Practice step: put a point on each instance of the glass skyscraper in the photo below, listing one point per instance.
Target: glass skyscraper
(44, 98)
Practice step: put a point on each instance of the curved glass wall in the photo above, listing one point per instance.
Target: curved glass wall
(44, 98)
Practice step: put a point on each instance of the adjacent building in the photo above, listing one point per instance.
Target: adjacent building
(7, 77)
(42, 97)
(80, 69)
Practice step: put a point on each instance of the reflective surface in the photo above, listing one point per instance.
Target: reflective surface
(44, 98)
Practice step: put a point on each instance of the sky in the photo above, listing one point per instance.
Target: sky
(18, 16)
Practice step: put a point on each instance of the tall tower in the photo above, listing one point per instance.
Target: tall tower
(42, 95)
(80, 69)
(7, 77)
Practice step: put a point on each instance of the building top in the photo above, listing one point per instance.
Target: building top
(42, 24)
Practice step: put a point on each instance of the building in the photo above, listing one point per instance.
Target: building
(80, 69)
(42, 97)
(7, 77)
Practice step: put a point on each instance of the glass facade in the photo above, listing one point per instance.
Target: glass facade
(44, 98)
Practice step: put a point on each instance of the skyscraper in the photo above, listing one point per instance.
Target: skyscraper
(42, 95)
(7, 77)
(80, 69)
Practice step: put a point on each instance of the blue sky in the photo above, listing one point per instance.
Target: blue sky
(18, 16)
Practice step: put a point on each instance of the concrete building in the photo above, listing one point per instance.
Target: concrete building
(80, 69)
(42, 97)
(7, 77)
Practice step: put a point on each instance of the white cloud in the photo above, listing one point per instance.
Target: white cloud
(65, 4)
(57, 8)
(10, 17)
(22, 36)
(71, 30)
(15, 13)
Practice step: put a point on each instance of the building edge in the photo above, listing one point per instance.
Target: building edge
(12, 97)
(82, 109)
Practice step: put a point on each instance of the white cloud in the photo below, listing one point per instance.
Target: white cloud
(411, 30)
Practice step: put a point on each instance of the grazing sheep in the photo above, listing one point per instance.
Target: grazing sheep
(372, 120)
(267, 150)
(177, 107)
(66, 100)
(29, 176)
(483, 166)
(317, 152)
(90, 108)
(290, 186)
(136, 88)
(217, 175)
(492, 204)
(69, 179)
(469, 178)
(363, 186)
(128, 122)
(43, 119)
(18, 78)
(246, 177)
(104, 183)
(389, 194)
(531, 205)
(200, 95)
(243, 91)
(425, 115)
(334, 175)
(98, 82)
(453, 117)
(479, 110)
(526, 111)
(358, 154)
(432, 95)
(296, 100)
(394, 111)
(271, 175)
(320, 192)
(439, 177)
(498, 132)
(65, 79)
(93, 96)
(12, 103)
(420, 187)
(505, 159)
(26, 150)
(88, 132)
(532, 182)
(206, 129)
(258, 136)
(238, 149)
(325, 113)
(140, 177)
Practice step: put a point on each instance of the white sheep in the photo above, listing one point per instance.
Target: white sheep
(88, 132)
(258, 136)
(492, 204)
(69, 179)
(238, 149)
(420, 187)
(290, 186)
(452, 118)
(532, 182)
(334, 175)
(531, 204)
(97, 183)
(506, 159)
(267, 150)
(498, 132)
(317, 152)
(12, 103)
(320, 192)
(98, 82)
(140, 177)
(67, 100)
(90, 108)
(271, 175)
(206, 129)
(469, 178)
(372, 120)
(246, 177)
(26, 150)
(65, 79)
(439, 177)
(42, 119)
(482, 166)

• _YOUR INSTRUCTIONS_
Every record must appear in the answer exactly as it appears above.

• _TASK OUTPUT_
Practice step: put a point on each instance of the glass skyscraper in the photo below, listing one point per instance.
Target: glass skyscraper
(44, 98)
Practice step: put a point on each instance of the curved glass wall in the photo above, listing one point per instance.
Target: curved glass wall
(44, 98)
Practice step: put a point on each instance of the adjacent building in the photo above, listing one point per instance.
Target: adjacent building
(7, 77)
(42, 97)
(80, 69)
Practice step: put a point on each instance of the reflective surface in the photo above, listing one point per instance.
Target: reflective surface
(44, 98)
Practice step: put a point on each instance of the sky in the photo above, listing one point per instance.
Target: sky
(18, 16)
Practice step: put a point on each instance of the tall tower in the photo above, listing one point per instance.
Target: tall tower
(42, 95)
(80, 69)
(7, 77)
Practice step: put a point on each instance of the building top in the photo above, listing one point per instance.
Target: building top
(42, 24)
Practice step: put a point on each instance of the building in the photo above, listing one point per instance.
Target: building
(80, 69)
(42, 97)
(7, 77)
Practice step: put a point on each instance of the glass facade in the photo above, listing one point per instance.
Target: glass facade
(44, 98)
Practice step: put a point on each instance of the skyscraper in the photo above, listing one point per instance.
Target: skyscraper
(42, 95)
(7, 77)
(80, 69)
Practice step: put a point on each instance of the blue sky in the photo above, listing one point per instance.
Target: blue sky
(18, 16)
Practice step: put a point on each instance of the concrete building in the photo above, listing one point per instance.
Target: concrete building
(80, 69)
(42, 97)
(7, 77)
Practice step: put a point on each instance of the white cloud in the photo above, listing one point per instance.
Target: white cloud
(65, 4)
(57, 8)
(10, 17)
(22, 36)
(71, 30)
(15, 13)
Practice step: put a point on each instance of the building edge in the photo above, listing one point per instance.
Target: building edge
(12, 97)
(82, 109)
Practice step: put a point on each instance of the white cloud in the photo below, listing one point per instance.
Target: white cloud
(411, 30)
Practice step: put a point on each instance of the grazing sheep in the photo above, listing one point per instance.
Target: grazing sheep
(372, 120)
(267, 150)
(177, 107)
(66, 100)
(29, 176)
(483, 166)
(317, 152)
(90, 108)
(290, 186)
(136, 88)
(217, 175)
(492, 204)
(69, 179)
(469, 178)
(363, 186)
(128, 122)
(43, 119)
(18, 78)
(246, 177)
(104, 183)
(389, 194)
(531, 205)
(200, 95)
(243, 91)
(425, 115)
(334, 175)
(98, 82)
(453, 117)
(479, 110)
(526, 111)
(358, 154)
(432, 95)
(296, 100)
(394, 111)
(271, 175)
(320, 192)
(439, 177)
(498, 132)
(65, 79)
(93, 96)
(12, 103)
(420, 187)
(505, 159)
(26, 150)
(88, 132)
(532, 182)
(206, 129)
(258, 136)
(238, 149)
(325, 113)
(140, 177)
Practice step: put a point on each instance of the white sheep in the photo above, listing one point per instance.
Target: white sheep
(88, 132)
(258, 136)
(492, 204)
(69, 179)
(238, 149)
(420, 187)
(290, 186)
(452, 118)
(532, 182)
(334, 175)
(531, 204)
(97, 183)
(506, 159)
(267, 150)
(498, 132)
(317, 152)
(12, 103)
(320, 192)
(98, 82)
(140, 177)
(67, 100)
(90, 108)
(271, 175)
(206, 129)
(469, 178)
(372, 120)
(246, 177)
(26, 150)
(65, 79)
(439, 177)
(42, 119)
(482, 166)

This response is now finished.